** SOURCE PASSAGE **
● ● ●

I’m rambling on a very negative note, but it’s hard to be immune to these issues when they stare you in the face.
Where there would have been plentiful elephant, absent land is now simply cultivated – and needs to be. Sadly, the efficiency and sustainability of it is kept at a minimum. Access to the lake was made easy with the extinction of lakeshore elephants and other creatures have also followed suit (hippo, crocodile, various reptiles and no doubt small, tasty mammals). They have had to move elsewhere – and those places are constantly being encroached upon also. With more land being cultivated rather rudimentarily into cassava fields, we have exposed a very “altered” modern beauty from when the elephants once frequented this area, but have also exposed, to a bloated degree, all the problems we have today. You can see them from the top deck of the boat as you sail down the lake shore. Trees are missing, land slides are abundant, deliberate bush fires burn, fish stocks are low, attempts at western lifestyle or donations to facilitate them have fallen by the wayside, and erosion of the wild is all around us. Beautiful it is, but overly-drastic change in just a few decades is also obvious. This isn’t localised, I see it EVERYWHERE I go.

● ● ●

** MATERIAL PROVIDED **
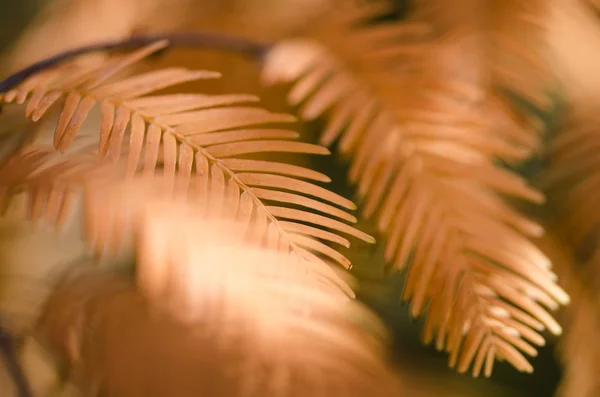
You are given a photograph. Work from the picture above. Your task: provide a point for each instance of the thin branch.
(204, 40)
(7, 351)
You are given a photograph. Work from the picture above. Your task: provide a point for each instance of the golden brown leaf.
(424, 134)
(214, 315)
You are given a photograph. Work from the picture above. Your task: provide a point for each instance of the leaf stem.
(205, 40)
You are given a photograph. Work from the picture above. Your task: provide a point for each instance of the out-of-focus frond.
(424, 136)
(72, 23)
(233, 318)
(194, 136)
(578, 348)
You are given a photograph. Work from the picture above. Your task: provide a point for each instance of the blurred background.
(33, 29)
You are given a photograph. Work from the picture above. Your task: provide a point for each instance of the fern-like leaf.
(423, 144)
(197, 137)
(249, 322)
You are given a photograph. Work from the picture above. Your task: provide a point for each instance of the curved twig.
(205, 40)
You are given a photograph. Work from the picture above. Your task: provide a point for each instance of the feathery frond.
(573, 177)
(259, 326)
(197, 137)
(423, 140)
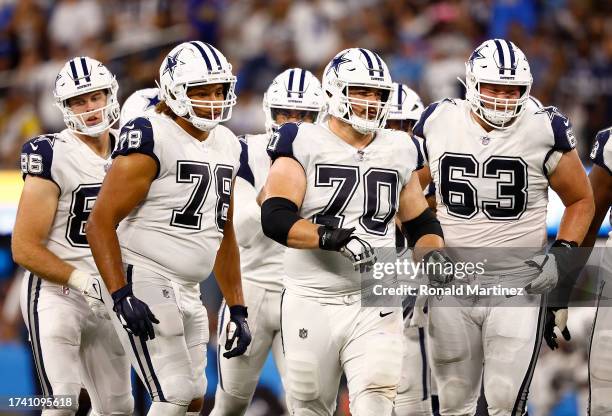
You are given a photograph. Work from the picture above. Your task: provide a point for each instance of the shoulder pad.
(281, 141)
(37, 156)
(565, 140)
(137, 137)
(244, 170)
(599, 148)
(419, 126)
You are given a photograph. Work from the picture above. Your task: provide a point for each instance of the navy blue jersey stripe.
(75, 75)
(369, 60)
(204, 55)
(145, 379)
(593, 328)
(290, 84)
(221, 323)
(147, 355)
(244, 170)
(214, 54)
(128, 273)
(512, 63)
(85, 70)
(281, 322)
(521, 399)
(302, 79)
(34, 337)
(500, 52)
(423, 363)
(45, 379)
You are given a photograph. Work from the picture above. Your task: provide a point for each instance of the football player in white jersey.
(295, 95)
(492, 158)
(72, 338)
(140, 103)
(331, 196)
(170, 188)
(413, 392)
(600, 354)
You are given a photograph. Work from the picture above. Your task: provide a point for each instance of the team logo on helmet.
(171, 63)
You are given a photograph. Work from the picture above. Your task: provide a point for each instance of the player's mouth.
(93, 120)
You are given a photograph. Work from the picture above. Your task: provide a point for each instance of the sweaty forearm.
(227, 269)
(106, 251)
(304, 234)
(42, 262)
(576, 220)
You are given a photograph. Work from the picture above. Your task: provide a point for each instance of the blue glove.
(134, 314)
(237, 329)
(436, 263)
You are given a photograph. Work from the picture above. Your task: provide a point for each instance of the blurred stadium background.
(425, 43)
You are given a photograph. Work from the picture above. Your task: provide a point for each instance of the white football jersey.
(492, 188)
(78, 172)
(140, 103)
(346, 188)
(177, 229)
(261, 258)
(601, 155)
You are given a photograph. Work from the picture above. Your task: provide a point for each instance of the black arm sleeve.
(277, 217)
(425, 223)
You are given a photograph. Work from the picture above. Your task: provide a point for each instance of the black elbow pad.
(425, 223)
(277, 217)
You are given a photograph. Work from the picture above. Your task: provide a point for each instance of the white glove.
(418, 318)
(360, 253)
(548, 276)
(90, 287)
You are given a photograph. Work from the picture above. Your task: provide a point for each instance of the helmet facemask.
(293, 91)
(219, 110)
(77, 122)
(373, 113)
(499, 113)
(497, 62)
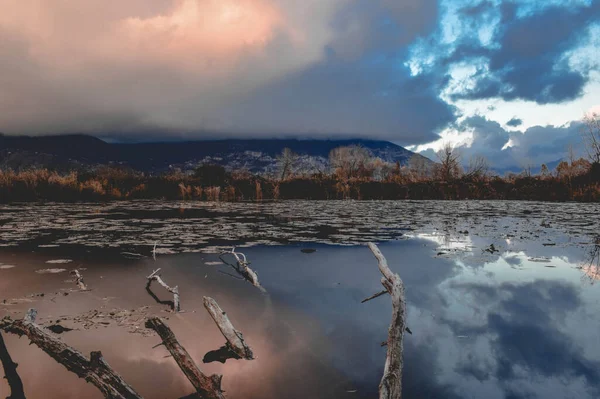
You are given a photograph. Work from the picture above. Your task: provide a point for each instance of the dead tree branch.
(79, 280)
(390, 386)
(207, 387)
(235, 340)
(242, 268)
(175, 290)
(95, 370)
(374, 296)
(10, 373)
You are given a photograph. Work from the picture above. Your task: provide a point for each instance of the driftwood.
(206, 387)
(79, 280)
(242, 268)
(374, 296)
(175, 290)
(390, 386)
(235, 340)
(95, 370)
(10, 373)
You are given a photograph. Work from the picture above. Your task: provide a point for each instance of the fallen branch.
(390, 386)
(374, 296)
(206, 387)
(175, 290)
(235, 340)
(79, 280)
(242, 268)
(10, 373)
(95, 370)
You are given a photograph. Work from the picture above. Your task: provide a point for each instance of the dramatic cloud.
(402, 70)
(527, 54)
(259, 67)
(514, 122)
(515, 150)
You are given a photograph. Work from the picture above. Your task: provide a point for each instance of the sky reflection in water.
(521, 323)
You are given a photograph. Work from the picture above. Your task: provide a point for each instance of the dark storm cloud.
(355, 99)
(528, 61)
(195, 68)
(533, 146)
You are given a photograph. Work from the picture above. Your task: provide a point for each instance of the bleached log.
(374, 296)
(206, 387)
(235, 340)
(390, 386)
(79, 280)
(243, 269)
(175, 290)
(95, 370)
(10, 373)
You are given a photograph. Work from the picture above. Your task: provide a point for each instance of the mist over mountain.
(255, 155)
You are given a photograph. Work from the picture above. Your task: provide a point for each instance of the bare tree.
(591, 136)
(544, 172)
(285, 163)
(449, 166)
(417, 165)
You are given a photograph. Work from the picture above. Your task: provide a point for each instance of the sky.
(508, 80)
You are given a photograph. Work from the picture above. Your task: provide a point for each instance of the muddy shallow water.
(519, 322)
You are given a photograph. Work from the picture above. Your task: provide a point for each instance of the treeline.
(353, 175)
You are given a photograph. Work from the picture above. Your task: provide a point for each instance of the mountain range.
(67, 152)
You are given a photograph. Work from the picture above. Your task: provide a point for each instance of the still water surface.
(519, 323)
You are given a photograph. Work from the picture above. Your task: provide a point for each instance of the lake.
(501, 297)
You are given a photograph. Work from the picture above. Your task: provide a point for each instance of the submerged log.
(79, 280)
(235, 340)
(175, 290)
(10, 373)
(206, 387)
(95, 370)
(390, 386)
(242, 268)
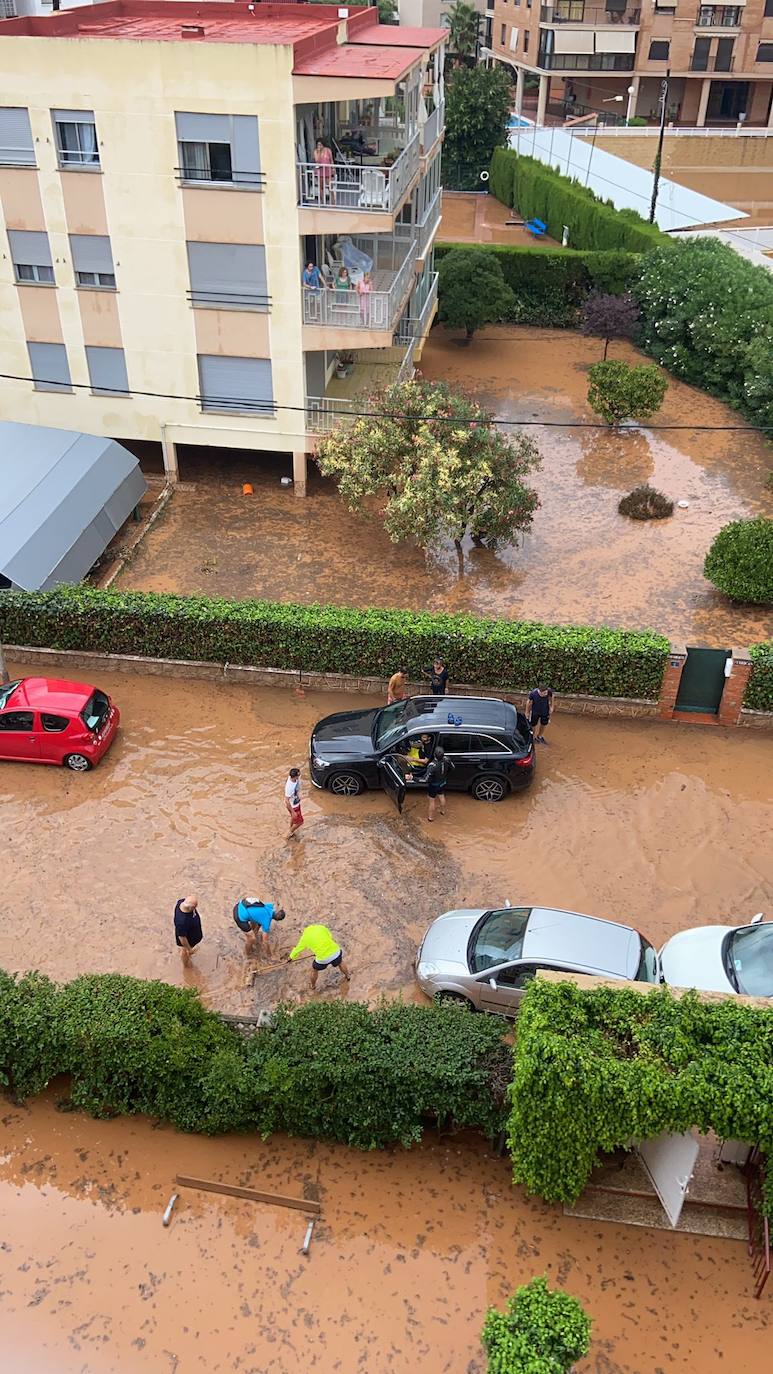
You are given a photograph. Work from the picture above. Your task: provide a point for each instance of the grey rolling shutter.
(91, 253)
(50, 366)
(228, 274)
(29, 246)
(107, 368)
(17, 147)
(236, 384)
(203, 128)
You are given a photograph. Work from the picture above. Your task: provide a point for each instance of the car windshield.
(497, 937)
(748, 961)
(390, 723)
(95, 711)
(647, 970)
(7, 691)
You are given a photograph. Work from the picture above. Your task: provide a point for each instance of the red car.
(44, 720)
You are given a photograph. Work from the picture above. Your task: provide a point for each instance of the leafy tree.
(463, 24)
(437, 465)
(472, 290)
(740, 561)
(540, 1332)
(619, 392)
(478, 102)
(610, 318)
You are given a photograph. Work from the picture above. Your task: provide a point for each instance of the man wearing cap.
(254, 919)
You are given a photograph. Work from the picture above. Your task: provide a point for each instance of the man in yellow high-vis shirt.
(326, 950)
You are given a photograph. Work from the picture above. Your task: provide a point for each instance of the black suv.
(488, 742)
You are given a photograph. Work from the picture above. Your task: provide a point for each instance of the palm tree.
(463, 24)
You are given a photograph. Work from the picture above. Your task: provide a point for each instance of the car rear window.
(95, 711)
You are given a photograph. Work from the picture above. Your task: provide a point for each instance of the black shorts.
(328, 963)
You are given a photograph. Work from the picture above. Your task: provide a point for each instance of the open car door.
(393, 779)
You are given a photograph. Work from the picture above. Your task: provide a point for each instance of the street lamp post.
(659, 153)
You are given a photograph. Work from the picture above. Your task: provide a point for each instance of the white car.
(721, 959)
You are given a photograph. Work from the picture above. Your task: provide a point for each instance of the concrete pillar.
(169, 449)
(735, 687)
(672, 679)
(300, 474)
(703, 103)
(633, 98)
(519, 84)
(543, 99)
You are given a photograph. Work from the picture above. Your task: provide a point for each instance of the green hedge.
(551, 285)
(540, 191)
(597, 1069)
(759, 691)
(337, 639)
(331, 1071)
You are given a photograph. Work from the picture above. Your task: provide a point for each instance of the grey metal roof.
(62, 499)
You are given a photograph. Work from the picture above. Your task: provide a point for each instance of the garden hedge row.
(511, 656)
(597, 1069)
(540, 191)
(330, 1071)
(551, 285)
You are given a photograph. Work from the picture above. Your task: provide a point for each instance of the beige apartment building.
(611, 57)
(166, 171)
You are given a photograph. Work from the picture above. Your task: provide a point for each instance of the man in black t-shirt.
(187, 928)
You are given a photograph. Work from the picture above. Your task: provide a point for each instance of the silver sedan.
(486, 958)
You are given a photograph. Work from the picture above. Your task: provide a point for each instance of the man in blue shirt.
(254, 919)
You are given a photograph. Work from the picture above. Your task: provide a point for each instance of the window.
(76, 139)
(50, 367)
(92, 260)
(236, 384)
(54, 724)
(218, 147)
(107, 370)
(30, 256)
(17, 147)
(17, 720)
(232, 275)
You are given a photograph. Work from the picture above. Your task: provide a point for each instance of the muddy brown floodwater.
(581, 561)
(655, 825)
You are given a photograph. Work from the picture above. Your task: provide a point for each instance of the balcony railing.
(433, 127)
(574, 11)
(378, 309)
(352, 186)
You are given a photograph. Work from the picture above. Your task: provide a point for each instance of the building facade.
(166, 171)
(611, 57)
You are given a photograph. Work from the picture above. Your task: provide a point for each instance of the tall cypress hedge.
(538, 191)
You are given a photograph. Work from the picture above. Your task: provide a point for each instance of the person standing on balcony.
(364, 287)
(323, 157)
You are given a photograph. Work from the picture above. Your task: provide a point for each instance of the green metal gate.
(703, 680)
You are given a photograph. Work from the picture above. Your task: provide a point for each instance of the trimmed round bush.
(645, 503)
(740, 561)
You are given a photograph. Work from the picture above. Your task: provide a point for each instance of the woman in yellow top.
(326, 950)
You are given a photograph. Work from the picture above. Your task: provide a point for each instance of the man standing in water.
(187, 928)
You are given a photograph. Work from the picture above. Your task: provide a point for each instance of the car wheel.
(453, 999)
(346, 785)
(489, 789)
(78, 763)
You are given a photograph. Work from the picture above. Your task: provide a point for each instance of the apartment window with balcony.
(228, 275)
(17, 147)
(107, 371)
(32, 257)
(50, 367)
(92, 261)
(221, 149)
(76, 139)
(236, 384)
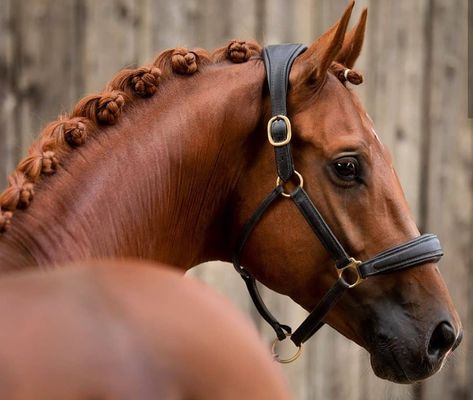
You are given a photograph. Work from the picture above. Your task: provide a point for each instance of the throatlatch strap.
(250, 282)
(278, 61)
(320, 227)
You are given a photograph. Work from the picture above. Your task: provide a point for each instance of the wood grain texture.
(414, 63)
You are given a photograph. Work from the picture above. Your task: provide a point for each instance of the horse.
(127, 330)
(171, 159)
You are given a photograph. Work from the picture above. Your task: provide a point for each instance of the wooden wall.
(415, 67)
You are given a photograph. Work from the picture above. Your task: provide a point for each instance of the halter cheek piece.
(278, 60)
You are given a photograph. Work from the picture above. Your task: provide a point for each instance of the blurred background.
(414, 63)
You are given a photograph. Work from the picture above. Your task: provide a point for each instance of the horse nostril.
(442, 340)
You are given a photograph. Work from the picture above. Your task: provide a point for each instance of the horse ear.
(353, 43)
(316, 60)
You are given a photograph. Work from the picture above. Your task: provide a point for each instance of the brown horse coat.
(120, 330)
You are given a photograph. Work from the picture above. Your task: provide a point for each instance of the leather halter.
(278, 61)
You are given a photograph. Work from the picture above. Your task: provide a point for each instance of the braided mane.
(59, 138)
(72, 130)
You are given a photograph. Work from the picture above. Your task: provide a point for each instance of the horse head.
(405, 319)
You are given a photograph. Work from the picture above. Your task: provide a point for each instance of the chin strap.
(351, 272)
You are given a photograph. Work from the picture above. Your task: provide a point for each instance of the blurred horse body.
(127, 330)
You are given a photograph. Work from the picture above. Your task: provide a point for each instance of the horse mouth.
(396, 366)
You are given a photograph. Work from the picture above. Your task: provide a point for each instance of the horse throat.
(153, 186)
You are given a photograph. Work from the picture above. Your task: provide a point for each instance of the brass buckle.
(350, 274)
(288, 130)
(276, 356)
(301, 183)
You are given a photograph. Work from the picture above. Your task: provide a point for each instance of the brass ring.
(285, 360)
(301, 183)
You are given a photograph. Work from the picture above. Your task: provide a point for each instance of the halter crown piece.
(278, 60)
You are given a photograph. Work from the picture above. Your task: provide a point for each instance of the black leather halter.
(278, 60)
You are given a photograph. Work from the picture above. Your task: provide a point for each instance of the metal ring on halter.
(345, 73)
(285, 360)
(301, 183)
(288, 130)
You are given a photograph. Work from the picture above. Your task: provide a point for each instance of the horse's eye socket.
(347, 168)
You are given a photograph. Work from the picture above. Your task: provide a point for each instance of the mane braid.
(72, 130)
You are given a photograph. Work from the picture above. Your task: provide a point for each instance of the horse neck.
(153, 186)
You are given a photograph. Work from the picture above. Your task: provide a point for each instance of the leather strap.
(320, 227)
(278, 61)
(416, 251)
(314, 320)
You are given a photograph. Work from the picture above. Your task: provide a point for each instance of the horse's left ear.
(353, 43)
(316, 60)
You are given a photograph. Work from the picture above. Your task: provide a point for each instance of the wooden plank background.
(415, 67)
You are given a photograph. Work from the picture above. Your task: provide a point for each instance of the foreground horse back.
(126, 332)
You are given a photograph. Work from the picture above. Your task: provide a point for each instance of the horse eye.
(347, 168)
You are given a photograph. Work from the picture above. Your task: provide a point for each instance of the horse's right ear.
(353, 43)
(314, 63)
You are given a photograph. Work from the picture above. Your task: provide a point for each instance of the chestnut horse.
(169, 161)
(127, 330)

● ● ●

** WHAT YOU NEED TO DO **
Answer these about the lakeshore passage:
(a) What kind of fields is more land being cultivated into?
(b) Which creatures are listed as having followed the lakeshore elephants?
(c) From where can the problems be seen?

** OUTPUT OF THE EXERCISE **
(a) Cassava fields.
(b) Hippo, crocodile, various reptiles and small, tasty mammals.
(c) From the top deck of the boat as you sail down the lake shore.